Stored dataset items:
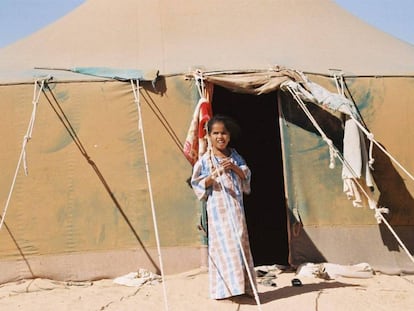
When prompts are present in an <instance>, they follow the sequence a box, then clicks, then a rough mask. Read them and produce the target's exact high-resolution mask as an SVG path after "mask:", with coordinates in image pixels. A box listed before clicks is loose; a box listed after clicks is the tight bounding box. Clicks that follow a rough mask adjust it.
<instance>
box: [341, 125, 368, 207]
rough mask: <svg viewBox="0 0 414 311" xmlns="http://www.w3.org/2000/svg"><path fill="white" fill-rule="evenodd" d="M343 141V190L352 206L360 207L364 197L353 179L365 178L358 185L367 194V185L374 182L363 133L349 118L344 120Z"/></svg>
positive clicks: (354, 206)
mask: <svg viewBox="0 0 414 311" xmlns="http://www.w3.org/2000/svg"><path fill="white" fill-rule="evenodd" d="M343 142H344V150H343V156H344V162H345V163H346V165H344V166H343V168H342V179H343V180H344V188H343V190H344V192H345V194H346V196H347V197H348V199H350V200H351V199H352V204H353V206H354V207H362V206H363V202H364V198H363V197H362V195H361V192H360V189H359V188H358V186H357V184H356V180H355V179H356V178H357V179H362V180H365V183H364V184H363V183H360V185H361V187H363V189H364V191H365V193H367V194H368V195H370V190H369V189H367V187H373V186H374V182H373V179H372V175H371V170H370V168H369V165H368V152H367V149H366V144H365V140H364V136H363V133H362V132H361V130H360V129H359V128H358V125H357V124H356V122H355V121H354V120H353V119H351V118H348V119H347V120H346V121H345V129H344V139H343Z"/></svg>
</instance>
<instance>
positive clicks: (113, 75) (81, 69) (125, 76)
mask: <svg viewBox="0 0 414 311" xmlns="http://www.w3.org/2000/svg"><path fill="white" fill-rule="evenodd" d="M70 70H71V71H73V72H76V73H81V74H85V75H91V76H97V77H103V78H109V79H114V80H120V81H129V80H141V81H142V80H144V81H145V80H149V81H154V80H155V79H156V78H157V74H153V73H152V77H148V75H147V77H145V76H144V72H143V71H142V70H137V69H118V68H108V67H75V68H72V69H70Z"/></svg>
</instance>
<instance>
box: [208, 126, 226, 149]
mask: <svg viewBox="0 0 414 311" xmlns="http://www.w3.org/2000/svg"><path fill="white" fill-rule="evenodd" d="M210 139H211V145H212V146H213V148H216V149H218V150H225V149H226V148H227V145H228V143H229V142H230V132H229V131H228V130H227V129H226V127H225V126H224V123H222V122H216V123H214V124H213V125H212V126H211V132H210Z"/></svg>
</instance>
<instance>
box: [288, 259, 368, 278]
mask: <svg viewBox="0 0 414 311" xmlns="http://www.w3.org/2000/svg"><path fill="white" fill-rule="evenodd" d="M296 274H297V275H298V276H303V277H313V278H322V279H325V280H330V279H336V278H338V277H350V278H363V279H366V278H371V277H373V276H374V274H375V273H374V270H373V269H372V267H371V266H370V265H369V264H367V263H359V264H355V265H339V264H333V263H328V262H324V263H320V264H315V263H310V262H308V263H304V264H301V265H300V266H299V267H298V268H297V270H296Z"/></svg>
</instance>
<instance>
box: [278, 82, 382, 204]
mask: <svg viewBox="0 0 414 311" xmlns="http://www.w3.org/2000/svg"><path fill="white" fill-rule="evenodd" d="M303 80H304V81H305V82H304V83H303V84H299V83H296V82H294V81H288V82H285V83H284V84H283V85H282V89H284V88H286V87H289V88H291V89H292V90H294V91H295V92H296V94H298V96H299V97H300V98H301V99H302V100H304V101H307V102H311V103H314V104H317V105H320V106H322V107H324V108H328V109H330V110H332V111H339V112H341V113H343V114H345V115H346V116H347V120H346V122H345V126H344V139H343V160H344V164H343V168H342V180H343V191H344V193H345V194H346V196H347V198H348V199H350V200H352V204H353V206H354V207H362V206H363V205H364V202H368V205H369V207H370V208H372V209H374V208H376V202H375V201H374V200H373V199H372V196H371V191H370V189H369V188H371V187H373V186H374V183H373V178H372V175H371V171H370V167H369V165H368V163H369V159H368V152H367V149H366V144H365V139H364V135H363V133H362V131H361V129H360V128H359V127H358V125H357V123H356V121H355V120H360V117H359V114H358V112H357V110H356V107H355V105H353V103H352V102H351V101H350V100H349V99H347V98H346V97H345V96H343V95H341V94H335V93H331V92H329V91H328V90H326V89H325V88H323V87H322V86H320V85H318V84H316V83H313V82H311V81H309V80H308V79H307V78H306V77H305V75H303ZM351 116H352V117H351ZM358 180H361V181H364V182H361V183H359V185H360V187H358V184H357V182H358ZM361 187H362V189H361ZM362 192H365V193H366V195H367V196H368V197H367V198H366V199H365V200H364V197H363V195H362Z"/></svg>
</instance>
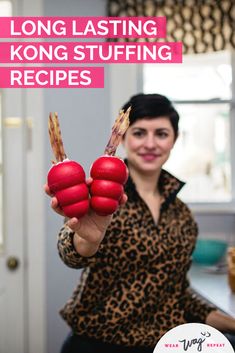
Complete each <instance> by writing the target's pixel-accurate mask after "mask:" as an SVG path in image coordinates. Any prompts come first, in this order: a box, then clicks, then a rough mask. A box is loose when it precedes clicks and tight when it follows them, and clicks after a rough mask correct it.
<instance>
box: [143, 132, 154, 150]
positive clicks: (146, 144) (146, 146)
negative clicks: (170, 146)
mask: <svg viewBox="0 0 235 353" xmlns="http://www.w3.org/2000/svg"><path fill="white" fill-rule="evenodd" d="M145 147H146V148H148V149H154V148H155V147H156V139H155V137H154V136H153V135H152V134H148V135H147V136H146V139H145Z"/></svg>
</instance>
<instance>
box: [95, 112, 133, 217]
mask: <svg viewBox="0 0 235 353" xmlns="http://www.w3.org/2000/svg"><path fill="white" fill-rule="evenodd" d="M129 113H130V108H129V109H127V111H126V112H124V111H121V112H120V114H119V116H118V118H117V119H116V121H115V124H114V126H113V128H112V134H111V137H110V139H109V142H108V144H107V146H106V148H105V152H104V155H103V156H101V157H100V158H98V159H97V160H96V161H95V162H94V163H93V164H92V167H91V170H90V175H91V177H92V178H93V182H92V184H91V187H90V193H91V200H90V207H91V208H92V209H93V210H94V211H95V212H96V213H97V214H98V215H100V216H107V215H110V214H112V213H114V212H115V211H116V209H117V208H118V206H119V202H120V200H121V198H122V195H123V192H124V188H123V186H124V184H125V183H126V181H127V177H128V171H127V167H126V165H125V163H124V162H123V160H122V159H120V158H118V157H115V153H116V149H117V147H118V145H119V143H120V141H121V139H122V136H123V135H124V134H125V132H126V130H127V128H128V126H129Z"/></svg>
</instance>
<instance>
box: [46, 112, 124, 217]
mask: <svg viewBox="0 0 235 353" xmlns="http://www.w3.org/2000/svg"><path fill="white" fill-rule="evenodd" d="M129 113H130V108H129V109H128V110H127V111H126V112H125V113H124V111H121V112H120V114H119V116H118V118H117V119H116V121H115V124H114V126H113V128H112V134H111V137H110V139H109V142H108V144H107V146H106V148H105V152H104V155H103V156H102V157H100V158H98V159H97V160H96V161H95V162H94V163H93V165H92V167H91V171H90V174H91V177H92V178H93V182H92V184H91V187H90V193H91V198H90V200H89V190H88V187H87V185H86V182H85V172H84V170H83V168H82V166H81V165H80V164H79V163H77V162H75V161H70V160H69V159H68V158H67V156H66V154H65V151H64V147H63V142H62V137H61V131H60V126H59V121H58V116H57V114H56V113H54V114H50V117H49V135H50V142H51V146H52V149H53V152H54V155H55V158H56V162H53V166H52V167H51V169H50V170H49V173H48V176H47V181H48V186H49V188H50V191H51V193H52V194H54V195H55V197H56V198H57V200H58V203H59V205H60V206H61V208H62V209H63V212H64V214H65V215H66V216H67V217H76V218H81V217H83V216H84V215H85V214H86V213H87V212H88V209H89V203H90V207H91V208H92V209H93V210H94V211H95V212H96V213H97V214H99V215H101V216H106V215H109V214H112V213H113V212H115V211H116V209H117V208H118V205H119V202H120V200H121V198H122V195H123V192H124V191H123V185H124V184H125V182H126V180H127V176H128V173H127V168H126V165H125V163H124V162H123V161H122V160H121V159H119V158H117V157H115V156H114V155H115V152H116V149H117V147H118V145H119V143H120V141H121V138H122V136H123V135H124V133H125V132H126V130H127V128H128V126H129V119H128V117H129Z"/></svg>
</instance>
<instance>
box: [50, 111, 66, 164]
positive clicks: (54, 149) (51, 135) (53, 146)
mask: <svg viewBox="0 0 235 353" xmlns="http://www.w3.org/2000/svg"><path fill="white" fill-rule="evenodd" d="M48 131H49V137H50V143H51V147H52V150H53V153H54V155H55V158H56V162H62V161H63V160H64V159H66V158H67V156H66V153H65V150H64V145H63V140H62V136H61V130H60V124H59V119H58V114H57V113H50V115H49V120H48ZM53 163H55V162H54V161H53Z"/></svg>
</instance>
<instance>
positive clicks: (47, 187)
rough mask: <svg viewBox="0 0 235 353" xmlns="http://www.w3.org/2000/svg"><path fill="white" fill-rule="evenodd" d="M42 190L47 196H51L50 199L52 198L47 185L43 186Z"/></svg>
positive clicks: (49, 189) (43, 185) (44, 185)
mask: <svg viewBox="0 0 235 353" xmlns="http://www.w3.org/2000/svg"><path fill="white" fill-rule="evenodd" d="M43 189H44V191H45V193H46V194H47V195H48V196H51V197H52V196H53V194H52V193H51V191H50V188H49V186H48V185H47V184H44V185H43Z"/></svg>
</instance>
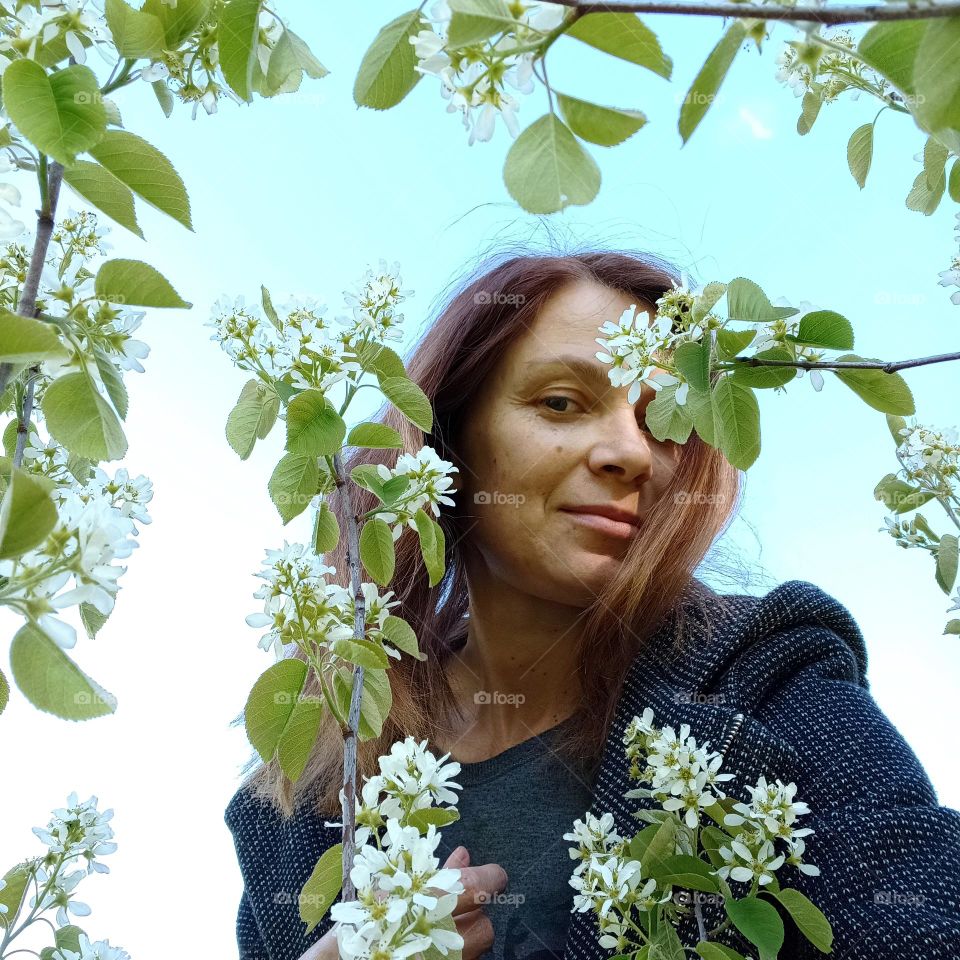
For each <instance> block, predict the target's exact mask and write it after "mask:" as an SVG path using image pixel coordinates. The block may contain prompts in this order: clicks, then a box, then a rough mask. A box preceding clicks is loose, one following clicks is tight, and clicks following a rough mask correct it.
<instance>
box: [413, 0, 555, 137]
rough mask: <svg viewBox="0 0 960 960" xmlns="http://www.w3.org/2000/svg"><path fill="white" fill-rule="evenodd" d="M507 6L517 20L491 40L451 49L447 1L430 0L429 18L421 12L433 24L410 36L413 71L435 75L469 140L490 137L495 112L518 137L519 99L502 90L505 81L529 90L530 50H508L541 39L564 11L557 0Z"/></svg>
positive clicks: (510, 94) (511, 12) (448, 7)
mask: <svg viewBox="0 0 960 960" xmlns="http://www.w3.org/2000/svg"><path fill="white" fill-rule="evenodd" d="M508 9H509V10H510V13H511V15H512V16H513V17H514V18H515V20H516V23H515V24H514V25H511V29H510V31H509V32H506V31H501V35H500V37H499V39H498V40H497V41H496V42H495V43H490V42H486V43H481V44H471V45H470V46H466V47H459V48H456V49H451V48H450V46H449V42H448V39H447V28H448V25H449V22H450V17H451V11H450V7H449V4H448V3H447V0H435V2H434V4H433V5H432V6H431V8H430V17H429V18H427V17H423V16H422V15H421V17H422V19H423V20H424V21H426V22H427V23H428V24H432V28H431V29H425V30H421V31H420V32H419V33H418V34H417V35H416V36H415V37H410V42H411V43H412V44H413V45H414V49H415V51H416V55H417V60H418V62H417V66H416V69H417V70H418V71H419V72H420V73H422V74H429V75H431V76H435V77H437V78H439V80H440V93H441V95H442V96H443V98H444V99H445V100H447V101H448V104H447V112H448V113H456V112H457V111H458V110H459V111H460V113H461V115H462V118H463V125H464V127H465V128H466V129H467V130H468V131H469V134H470V136H469V140H468V143H469V144H473V143H474V142H475V141H477V140H481V141H482V140H489V139H490V138H491V137H492V136H493V131H494V128H495V126H496V118H497V115H498V114H499V115H500V116H501V117H503V121H504V123H505V124H506V126H507V129H508V130H509V131H510V135H511V136H513V137H515V136H516V135H517V133H518V132H519V124H518V122H517V116H516V111H517V109H518V107H519V102H518V101H517V99H516V97H514V96H512V95H511V94H509V93H507V91H506V89H505V87H504V84H505V83H506V84H509V85H510V86H511V87H513V88H514V89H515V90H516V91H517V92H518V93H524V94H528V93H532V92H533V89H534V84H533V64H534V57H535V54H534V53H533V52H531V51H525V52H521V53H519V54H515V53H511V51H512V50H514V49H516V48H518V47H521V46H525V45H527V44H530V43H536V42H537V41H538V40H541V39H543V37H544V36H545V35H546V34H547V33H549V32H550V31H551V30H553V29H554V28H555V27H557V26H559V25H560V23H561V21H562V20H563V17H564V14H565V12H566V8H565V7H564V6H563V5H561V4H558V3H536V4H525V3H522V2H517V3H511V4H509V5H508Z"/></svg>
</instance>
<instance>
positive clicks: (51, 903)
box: [0, 792, 130, 960]
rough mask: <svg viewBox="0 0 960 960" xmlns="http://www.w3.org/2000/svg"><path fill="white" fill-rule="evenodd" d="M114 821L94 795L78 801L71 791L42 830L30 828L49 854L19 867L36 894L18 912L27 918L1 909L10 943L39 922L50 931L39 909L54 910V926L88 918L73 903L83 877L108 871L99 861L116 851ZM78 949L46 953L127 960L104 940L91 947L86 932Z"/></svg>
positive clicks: (82, 958)
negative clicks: (25, 908) (113, 833)
mask: <svg viewBox="0 0 960 960" xmlns="http://www.w3.org/2000/svg"><path fill="white" fill-rule="evenodd" d="M112 817H113V810H103V811H100V810H98V809H97V798H96V797H95V796H92V797H90V798H89V799H87V800H85V801H83V802H82V803H81V802H80V800H79V798H78V797H77V794H76V793H75V792H74V793H71V794H70V796H69V797H68V798H67V805H66V806H65V807H58V808H57V809H55V810H54V811H53V812H52V815H51V819H50V821H49V822H48V823H47V826H46V827H34V828H33V832H34V834H36V836H37V837H38V838H39V839H40V840H41V841H42V842H43V843H44V844H46V847H47V852H46V853H45V854H44V855H43V856H42V857H33V858H31V859H29V860H27V861H25V862H24V863H23V864H22V865H21V866H20V867H19V869H20V870H24V871H26V873H27V881H26V889H27V890H30V889H31V888H32V889H33V890H34V891H35V892H34V893H33V894H31V896H30V897H29V898H28V899H27V900H26V902H25V904H24V907H21V908H20V909H24V908H28V909H29V914H28V915H27V917H26V918H25V919H24V918H22V917H19V910H18V911H17V914H18V915H15V916H10V915H9V914H10V910H9V908H8V907H7V905H6V904H4V905H0V913H3V914H6V915H7V916H6V917H5V918H4V924H5V926H6V927H7V929H8V931H10V930H15V932H14V933H13V936H12V937H11V938H10V939H13V938H15V937H16V936H18V935H19V934H20V933H22V932H24V931H25V930H26V929H27V928H29V927H30V926H31V925H32V924H33V923H36V922H38V921H41V920H42V921H44V922H46V923H48V924H50V926H51V927H52V926H53V923H52V921H50V920H48V919H47V918H45V917H42V916H41V915H40V913H41V911H43V910H53V909H54V908H55V909H56V911H57V912H56V921H57V926H58V927H65V926H67V925H68V924H70V923H72V917H85V916H88V915H89V914H90V907H89V906H88V905H87V904H86V903H83V902H81V901H79V900H76V899H75V898H74V891H75V890H76V887H77V885H78V884H79V883H80V881H81V880H82V879H83V878H84V877H85V876H89V875H90V874H91V873H109V872H110V868H109V867H108V866H107V865H106V864H104V863H101V862H100V860H99V859H98V858H100V857H105V856H107V855H108V854H111V853H113V852H114V851H115V850H116V849H117V845H116V843H114V842H113V830H112V828H111V827H110V825H109V821H110V819H111V818H112ZM77 860H81V861H85V868H84V869H78V870H70V871H69V872H66V868H67V867H69V866H70V865H72V864H73V863H74V862H75V861H77ZM5 886H6V883H5V881H3V880H0V890H2V889H3V888H4V887H5ZM18 921H22V922H20V923H18ZM5 942H6V941H5ZM77 945H78V947H79V949H78V950H71V949H69V948H67V947H64V946H60V947H54V948H50V949H49V950H45V951H44V953H45V954H46V953H47V952H49V953H50V956H51V960H130V957H129V954H128V953H127V952H126V951H124V950H122V949H120V948H119V947H112V946H110V942H109V941H108V940H98V941H96V942H93V943H91V942H90V940H89V938H88V937H87V936H86V935H85V934H80V935H79V937H78V943H77ZM13 952H14V953H16V952H18V951H16V950H15V951H13ZM27 952H31V951H27Z"/></svg>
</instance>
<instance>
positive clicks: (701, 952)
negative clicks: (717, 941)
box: [696, 940, 746, 960]
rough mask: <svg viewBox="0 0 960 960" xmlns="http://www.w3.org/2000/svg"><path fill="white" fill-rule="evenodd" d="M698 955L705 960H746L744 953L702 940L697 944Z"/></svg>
mask: <svg viewBox="0 0 960 960" xmlns="http://www.w3.org/2000/svg"><path fill="white" fill-rule="evenodd" d="M696 949H697V953H699V954H700V956H701V957H703V960H746V958H745V957H744V955H743V954H742V953H737V951H736V950H733V949H731V948H730V947H725V946H724V945H723V944H722V943H710V942H709V941H707V940H702V941H701V942H700V943H698V944H697V948H696Z"/></svg>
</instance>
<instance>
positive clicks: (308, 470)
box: [267, 453, 320, 524]
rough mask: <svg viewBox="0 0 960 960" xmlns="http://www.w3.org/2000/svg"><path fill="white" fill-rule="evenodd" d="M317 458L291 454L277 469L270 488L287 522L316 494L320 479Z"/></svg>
mask: <svg viewBox="0 0 960 960" xmlns="http://www.w3.org/2000/svg"><path fill="white" fill-rule="evenodd" d="M319 476H320V474H319V471H318V469H317V458H316V457H314V456H310V455H305V454H293V453H288V454H285V455H284V456H283V457H281V458H280V462H279V463H278V464H277V465H276V467H274V468H273V473H272V474H271V475H270V480H269V481H268V482H267V490H268V491H269V493H270V499H271V500H272V501H273V503H274V506H275V507H276V508H277V510H278V511H279V512H280V519H281V520H283V522H284V524H287V523H289V522H290V521H291V520H292V519H293V518H294V517H298V516H300V514H301V513H303V511H304V510H306V509H307V506H308V505H309V503H310V501H311V500H312V499H313V498H314V496H316V493H317V481H318V479H319Z"/></svg>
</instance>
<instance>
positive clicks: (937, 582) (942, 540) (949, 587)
mask: <svg viewBox="0 0 960 960" xmlns="http://www.w3.org/2000/svg"><path fill="white" fill-rule="evenodd" d="M957 556H958V555H957V538H956V536H954V534H952V533H945V534H944V535H943V536H942V537H941V538H940V543H939V544H937V583H939V584H940V589H941V590H943V592H944V593H949V592H950V591H951V590H952V589H953V585H954V583H956V580H957Z"/></svg>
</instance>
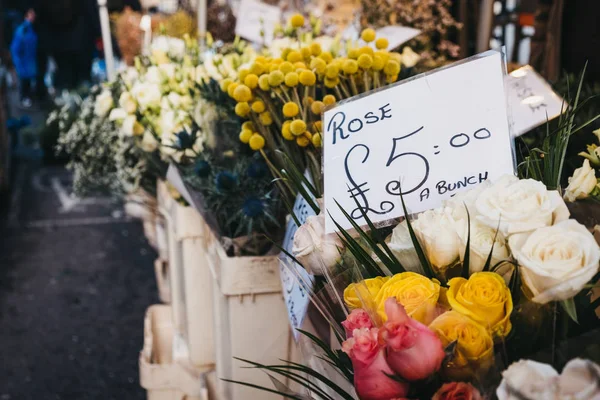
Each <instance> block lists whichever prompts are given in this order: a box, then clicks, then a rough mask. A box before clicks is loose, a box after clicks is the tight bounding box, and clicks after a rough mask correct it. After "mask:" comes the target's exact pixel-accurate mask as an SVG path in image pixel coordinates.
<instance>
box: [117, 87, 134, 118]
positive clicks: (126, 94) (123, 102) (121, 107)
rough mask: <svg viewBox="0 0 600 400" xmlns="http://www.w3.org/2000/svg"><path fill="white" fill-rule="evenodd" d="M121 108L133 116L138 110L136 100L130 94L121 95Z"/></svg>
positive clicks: (120, 100) (120, 98) (127, 93)
mask: <svg viewBox="0 0 600 400" xmlns="http://www.w3.org/2000/svg"><path fill="white" fill-rule="evenodd" d="M119 106H121V108H122V109H123V110H125V111H126V112H127V114H133V113H135V110H137V104H136V103H135V99H134V98H133V96H132V95H131V93H129V92H123V93H121V96H120V97H119Z"/></svg>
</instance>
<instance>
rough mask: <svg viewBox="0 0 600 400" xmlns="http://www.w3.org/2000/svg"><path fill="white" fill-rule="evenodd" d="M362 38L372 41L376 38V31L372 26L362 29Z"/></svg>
mask: <svg viewBox="0 0 600 400" xmlns="http://www.w3.org/2000/svg"><path fill="white" fill-rule="evenodd" d="M360 38H361V39H362V40H364V41H365V42H367V43H370V42H372V41H373V40H375V31H374V30H373V29H371V28H367V29H365V30H364V31H362V33H361V34H360Z"/></svg>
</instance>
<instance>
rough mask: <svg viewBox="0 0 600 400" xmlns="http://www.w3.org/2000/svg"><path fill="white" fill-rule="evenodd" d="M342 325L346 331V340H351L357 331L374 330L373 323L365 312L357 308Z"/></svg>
mask: <svg viewBox="0 0 600 400" xmlns="http://www.w3.org/2000/svg"><path fill="white" fill-rule="evenodd" d="M342 325H343V326H344V328H345V329H346V339H350V338H351V337H352V332H354V330H355V329H361V328H373V321H371V317H369V314H368V313H367V312H366V311H365V310H363V309H362V308H357V309H354V310H352V312H351V313H350V315H348V317H347V318H346V320H345V321H344V322H342Z"/></svg>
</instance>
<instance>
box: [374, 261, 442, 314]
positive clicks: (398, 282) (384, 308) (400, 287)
mask: <svg viewBox="0 0 600 400" xmlns="http://www.w3.org/2000/svg"><path fill="white" fill-rule="evenodd" d="M439 296H440V284H439V283H438V282H437V281H435V280H431V279H429V278H426V277H425V276H423V275H420V274H417V273H415V272H402V273H400V274H396V275H394V276H393V277H391V278H390V280H389V281H387V282H386V283H385V284H384V285H383V286H382V287H381V290H380V291H379V293H378V295H377V298H376V299H375V300H376V302H377V313H378V314H379V316H380V317H381V320H382V321H383V322H385V321H387V315H386V314H385V301H386V300H387V299H388V298H390V297H395V298H396V300H398V301H399V302H400V304H402V305H403V306H404V309H405V310H406V313H407V314H408V315H409V316H410V317H411V318H413V319H416V320H417V321H419V322H421V323H422V324H425V325H427V324H428V323H429V322H431V320H432V319H433V316H434V315H435V307H436V305H437V302H438V298H439Z"/></svg>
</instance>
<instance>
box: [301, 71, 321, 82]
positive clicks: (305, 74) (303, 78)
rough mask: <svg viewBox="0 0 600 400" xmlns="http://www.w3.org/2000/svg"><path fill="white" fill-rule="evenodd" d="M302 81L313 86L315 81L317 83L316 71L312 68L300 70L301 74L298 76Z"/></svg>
mask: <svg viewBox="0 0 600 400" xmlns="http://www.w3.org/2000/svg"><path fill="white" fill-rule="evenodd" d="M298 78H299V80H300V83H301V84H303V85H304V86H312V85H314V84H315V83H317V76H316V75H315V73H314V72H312V71H310V70H304V71H302V72H300V75H299V76H298Z"/></svg>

[AIM OF THE EXERCISE] Retype the listing from its beginning up to and including the line containing "box: [341, 125, 368, 207]", leaving out any pictures.

[SOLUTION TO THIS TASK]
When prompts are present in an <instance>, they follow the sequence a box, then clicks, then a rough mask. Read them and produce the target's exact high-resolution mask as an SVG path after "mask:", with coordinates in image pixels. A box listed before clicks is loose; a box listed after clicks is the tight bounding box. Clicks that follow a rough mask adjust it.
<instance>
box: [341, 125, 368, 207]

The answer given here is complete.